Would you give the entries again word for word, with no pictures in the copy?
==== Material provided
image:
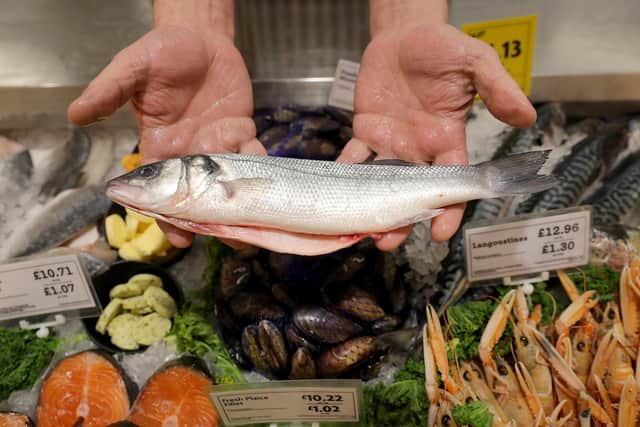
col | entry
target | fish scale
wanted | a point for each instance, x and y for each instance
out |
========
Answer area ->
image:
col | entry
target | fish scale
wanted | a point for each instance, x and y for each instance
out |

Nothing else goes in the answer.